REQUEST 1: According to the text about Rothera Research Station below, which mammal is present around the station all year?

TEXT PROVIDED:
Temperatures reach approx. 5°C in the summer and range between –5°C to – 20°C during the winter. Because the station is just south of the Antarctic circle, it is light for 24 hours a day during summer, and for a few weeks in winter the sun never rises above the horizon.

The station’s coastal location makes it a marine biodiversity hotspot and means that staff see a good range of Antarctic birds and mammals. Adélies are the most numerous penguin species around Rothera, with chinstrap and gentoos occasionally present in the summer. Weddell seals, which are present year-round, are the most obvious mammal around the station.

Typically, 20-30 staff are based at the facility during winter and in the summer up to 160 people call the station home.

Many scientists and researchers spend 4-6 months at a time in the Antarctic, but the overwintering team will deploy to Antarctica for over a year.

Alexander paints a picture of what it’s like to live and work at the Rothera Research Station.

The station is undergoing an impressive amount of modernisation, so it is bustling with life as the construction continues. It is very similar to living and working on any professional building site, easy to forget where you are unless you take the time to look around.

Laundry in the Most Remote Continent in the World

With such a community of people living and working at Rothera, there is a fair amount of laundry to do.

The number of people alone does little justice to the amount of laundry required. Each person wears multiple layers and a personal laundry load for a single person can be far greater than someone living in the UK. For example, the engineering team, mechanics and technical service team have full wash loads to do daily.

Individuals are responsible for their own laundry, so there is an obligation for people using the machines to do so respectfully. This includes saving as much water as possible, washing at appropriate times as not to disturb people sleeping in the accommodation and minimal use of detergents. Washing once a week is most common. 

Most people using a washing machine probably don’t ever think about the wastewater that’s generated and where it goes but this is a priority for BAS.

REQUEST 2: Copy out everything in the records from the line containing "Look at the photo above. For each instance of the woman's" down through the end of the records, keeping each line unchanged.

RECORD EXCERPTS:
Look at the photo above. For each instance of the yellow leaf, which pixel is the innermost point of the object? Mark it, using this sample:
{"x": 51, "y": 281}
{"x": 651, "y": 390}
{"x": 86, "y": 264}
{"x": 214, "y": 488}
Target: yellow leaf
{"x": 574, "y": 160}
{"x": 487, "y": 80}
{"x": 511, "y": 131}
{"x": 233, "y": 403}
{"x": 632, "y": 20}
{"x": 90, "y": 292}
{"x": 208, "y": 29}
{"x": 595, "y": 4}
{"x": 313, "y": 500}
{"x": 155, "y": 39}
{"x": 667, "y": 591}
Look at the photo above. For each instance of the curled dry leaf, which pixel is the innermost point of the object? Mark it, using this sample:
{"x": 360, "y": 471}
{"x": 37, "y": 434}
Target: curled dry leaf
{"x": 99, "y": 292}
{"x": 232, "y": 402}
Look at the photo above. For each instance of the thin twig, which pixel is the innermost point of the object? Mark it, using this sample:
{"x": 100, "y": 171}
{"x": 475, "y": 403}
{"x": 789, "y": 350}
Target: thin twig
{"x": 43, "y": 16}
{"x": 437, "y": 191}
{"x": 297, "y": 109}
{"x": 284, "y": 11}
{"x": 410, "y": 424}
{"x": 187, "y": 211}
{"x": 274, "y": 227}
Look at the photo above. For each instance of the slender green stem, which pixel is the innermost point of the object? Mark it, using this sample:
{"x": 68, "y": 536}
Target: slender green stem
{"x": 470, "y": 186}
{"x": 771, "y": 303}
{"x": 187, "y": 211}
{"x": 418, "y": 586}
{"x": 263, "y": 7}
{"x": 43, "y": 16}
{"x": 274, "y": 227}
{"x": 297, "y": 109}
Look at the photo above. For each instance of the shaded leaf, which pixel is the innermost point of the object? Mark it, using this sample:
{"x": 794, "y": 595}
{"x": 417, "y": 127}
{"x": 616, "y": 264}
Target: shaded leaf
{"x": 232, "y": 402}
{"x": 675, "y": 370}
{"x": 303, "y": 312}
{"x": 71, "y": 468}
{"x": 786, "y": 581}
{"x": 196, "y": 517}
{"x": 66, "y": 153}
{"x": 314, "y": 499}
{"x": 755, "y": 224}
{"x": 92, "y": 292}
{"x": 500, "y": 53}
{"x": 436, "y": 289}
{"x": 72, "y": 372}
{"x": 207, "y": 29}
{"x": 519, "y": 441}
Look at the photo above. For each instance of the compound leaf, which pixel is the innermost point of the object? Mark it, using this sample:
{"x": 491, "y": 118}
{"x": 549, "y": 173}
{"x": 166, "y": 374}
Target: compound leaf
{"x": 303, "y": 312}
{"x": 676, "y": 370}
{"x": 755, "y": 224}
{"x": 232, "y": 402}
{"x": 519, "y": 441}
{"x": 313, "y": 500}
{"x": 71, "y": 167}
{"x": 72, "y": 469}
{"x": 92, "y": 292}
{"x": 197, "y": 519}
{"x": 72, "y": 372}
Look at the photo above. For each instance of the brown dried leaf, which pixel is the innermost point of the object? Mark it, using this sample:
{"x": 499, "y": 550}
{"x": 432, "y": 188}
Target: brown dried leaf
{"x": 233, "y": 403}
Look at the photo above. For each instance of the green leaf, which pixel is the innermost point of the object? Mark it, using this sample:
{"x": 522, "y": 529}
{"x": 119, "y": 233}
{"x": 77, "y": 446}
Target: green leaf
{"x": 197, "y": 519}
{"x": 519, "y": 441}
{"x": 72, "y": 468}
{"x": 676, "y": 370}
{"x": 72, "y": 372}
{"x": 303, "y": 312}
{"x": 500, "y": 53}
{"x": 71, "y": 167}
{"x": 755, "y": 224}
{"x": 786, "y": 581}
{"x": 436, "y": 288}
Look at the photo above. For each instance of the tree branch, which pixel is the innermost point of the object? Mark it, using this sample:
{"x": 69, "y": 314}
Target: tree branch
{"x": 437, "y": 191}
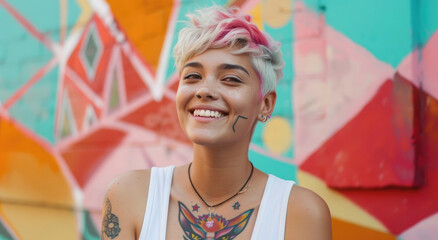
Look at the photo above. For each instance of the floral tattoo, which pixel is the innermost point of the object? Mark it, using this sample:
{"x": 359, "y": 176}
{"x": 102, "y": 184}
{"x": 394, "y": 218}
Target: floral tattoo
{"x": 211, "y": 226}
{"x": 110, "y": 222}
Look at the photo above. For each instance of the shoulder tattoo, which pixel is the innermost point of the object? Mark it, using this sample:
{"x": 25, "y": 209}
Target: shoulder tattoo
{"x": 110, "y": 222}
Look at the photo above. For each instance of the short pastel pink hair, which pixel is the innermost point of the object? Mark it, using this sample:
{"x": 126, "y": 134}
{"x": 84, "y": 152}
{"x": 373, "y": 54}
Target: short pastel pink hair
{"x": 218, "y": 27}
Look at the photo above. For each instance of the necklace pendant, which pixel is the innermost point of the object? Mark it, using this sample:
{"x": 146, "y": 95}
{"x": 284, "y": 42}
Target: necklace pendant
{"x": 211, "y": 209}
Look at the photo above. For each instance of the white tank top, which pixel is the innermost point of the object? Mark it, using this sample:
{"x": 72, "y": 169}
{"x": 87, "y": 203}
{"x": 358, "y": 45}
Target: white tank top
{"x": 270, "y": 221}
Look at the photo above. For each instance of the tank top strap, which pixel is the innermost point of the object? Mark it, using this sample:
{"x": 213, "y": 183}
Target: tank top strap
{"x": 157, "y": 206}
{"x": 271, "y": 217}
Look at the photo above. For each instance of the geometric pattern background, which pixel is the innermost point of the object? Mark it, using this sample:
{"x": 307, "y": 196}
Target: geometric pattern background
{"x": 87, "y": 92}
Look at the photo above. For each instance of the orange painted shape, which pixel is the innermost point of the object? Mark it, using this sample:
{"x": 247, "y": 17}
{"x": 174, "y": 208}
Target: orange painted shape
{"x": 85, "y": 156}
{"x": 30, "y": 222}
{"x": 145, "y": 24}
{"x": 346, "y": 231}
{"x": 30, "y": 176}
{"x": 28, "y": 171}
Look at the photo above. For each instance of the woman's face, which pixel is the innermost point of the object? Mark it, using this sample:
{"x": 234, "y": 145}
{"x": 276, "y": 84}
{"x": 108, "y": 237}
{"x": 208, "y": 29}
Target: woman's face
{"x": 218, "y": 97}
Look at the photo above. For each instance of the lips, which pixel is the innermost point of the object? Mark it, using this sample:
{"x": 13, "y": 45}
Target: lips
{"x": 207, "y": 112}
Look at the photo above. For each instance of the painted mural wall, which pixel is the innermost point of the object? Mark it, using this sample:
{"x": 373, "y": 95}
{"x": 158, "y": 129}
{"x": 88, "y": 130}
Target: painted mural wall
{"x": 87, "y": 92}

WRITTEN RESPONSE 1: Weddell seals

WRITTEN RESPONSE 2:
Look at the photo above. For each instance of the woman's face, which pixel is the innermost point of the object? Mark it, using this sample:
{"x": 234, "y": 145}
{"x": 276, "y": 84}
{"x": 108, "y": 237}
{"x": 208, "y": 29}
Target: woman's face
{"x": 218, "y": 97}
Look at the photo above. For each instance of the lips, which pixel is the innermost point of the object? Mark it, using this sample:
{"x": 13, "y": 45}
Target: lips
{"x": 207, "y": 112}
Look at the photo above. For each instance of the painted mural wall, which pixel is the innermost point of the object? Mark it, using this sample:
{"x": 373, "y": 95}
{"x": 158, "y": 129}
{"x": 88, "y": 130}
Target: painted mural wall
{"x": 87, "y": 92}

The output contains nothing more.